----- DATA RECORDS -----
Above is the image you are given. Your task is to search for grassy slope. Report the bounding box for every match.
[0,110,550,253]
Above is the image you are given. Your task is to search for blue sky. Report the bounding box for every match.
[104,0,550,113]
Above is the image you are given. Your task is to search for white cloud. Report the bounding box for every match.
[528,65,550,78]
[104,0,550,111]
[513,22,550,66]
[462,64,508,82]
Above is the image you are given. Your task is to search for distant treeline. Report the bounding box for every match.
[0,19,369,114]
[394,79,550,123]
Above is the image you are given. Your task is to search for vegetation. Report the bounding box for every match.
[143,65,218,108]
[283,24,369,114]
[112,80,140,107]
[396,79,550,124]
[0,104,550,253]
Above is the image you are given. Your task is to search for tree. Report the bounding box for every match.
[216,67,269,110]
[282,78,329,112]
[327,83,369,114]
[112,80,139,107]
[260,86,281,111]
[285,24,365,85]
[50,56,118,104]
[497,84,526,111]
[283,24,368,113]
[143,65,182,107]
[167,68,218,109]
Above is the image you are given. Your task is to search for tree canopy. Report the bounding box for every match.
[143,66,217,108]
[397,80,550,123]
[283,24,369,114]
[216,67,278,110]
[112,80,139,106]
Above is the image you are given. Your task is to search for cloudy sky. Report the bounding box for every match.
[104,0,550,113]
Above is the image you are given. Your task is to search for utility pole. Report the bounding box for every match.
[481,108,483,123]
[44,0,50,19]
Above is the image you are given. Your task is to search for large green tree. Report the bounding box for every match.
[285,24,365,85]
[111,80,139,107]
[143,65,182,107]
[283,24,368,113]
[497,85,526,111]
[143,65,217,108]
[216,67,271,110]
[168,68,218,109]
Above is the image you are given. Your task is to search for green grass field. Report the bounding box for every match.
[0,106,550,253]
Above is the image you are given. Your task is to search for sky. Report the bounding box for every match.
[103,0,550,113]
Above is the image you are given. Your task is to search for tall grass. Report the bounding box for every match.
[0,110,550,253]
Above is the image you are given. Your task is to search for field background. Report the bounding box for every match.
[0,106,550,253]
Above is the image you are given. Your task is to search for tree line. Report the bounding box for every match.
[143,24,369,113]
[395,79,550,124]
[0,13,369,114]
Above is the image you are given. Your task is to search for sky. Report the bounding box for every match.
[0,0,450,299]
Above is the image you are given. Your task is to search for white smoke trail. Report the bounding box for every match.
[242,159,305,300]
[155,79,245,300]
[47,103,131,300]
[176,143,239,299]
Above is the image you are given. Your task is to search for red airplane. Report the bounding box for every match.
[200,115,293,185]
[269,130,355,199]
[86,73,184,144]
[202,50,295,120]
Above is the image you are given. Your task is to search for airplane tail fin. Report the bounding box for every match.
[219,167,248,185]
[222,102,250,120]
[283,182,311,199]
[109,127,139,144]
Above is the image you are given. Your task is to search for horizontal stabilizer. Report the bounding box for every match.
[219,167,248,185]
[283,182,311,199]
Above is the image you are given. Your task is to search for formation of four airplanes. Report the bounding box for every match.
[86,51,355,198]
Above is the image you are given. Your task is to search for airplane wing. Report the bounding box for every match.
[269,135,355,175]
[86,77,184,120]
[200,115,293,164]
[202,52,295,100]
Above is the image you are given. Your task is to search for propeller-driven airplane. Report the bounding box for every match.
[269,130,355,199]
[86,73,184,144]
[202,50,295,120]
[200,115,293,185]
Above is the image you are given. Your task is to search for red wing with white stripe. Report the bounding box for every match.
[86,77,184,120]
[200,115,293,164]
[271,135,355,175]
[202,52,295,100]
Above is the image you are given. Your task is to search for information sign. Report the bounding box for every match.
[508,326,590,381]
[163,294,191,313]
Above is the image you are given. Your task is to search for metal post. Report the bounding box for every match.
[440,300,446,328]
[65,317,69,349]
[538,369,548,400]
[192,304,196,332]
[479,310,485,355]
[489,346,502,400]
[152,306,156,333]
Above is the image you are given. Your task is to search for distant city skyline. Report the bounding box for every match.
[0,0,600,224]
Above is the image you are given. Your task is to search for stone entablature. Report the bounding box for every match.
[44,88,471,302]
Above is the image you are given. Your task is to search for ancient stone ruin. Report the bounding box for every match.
-----
**WORK TO DO**. Rewrite the records from the beginning up to and including the line with "[462,64,508,82]", putting "look for" wherever "search for" appears and changing nothing else.

**ANSWER TO THIS PROBLEM**.
Above is the image you are given. Your task is to look for grassy slope. Report the bounding box for every match.
[0,110,550,253]
Above is the image you are given. Your task is to look for blue sky. Report the bounding box for every match.
[104,0,550,113]
Above is the image you are given. Your task is to look for white cloud. Report the bounding box for every match.
[528,65,550,78]
[104,0,550,111]
[513,22,550,66]
[462,64,508,82]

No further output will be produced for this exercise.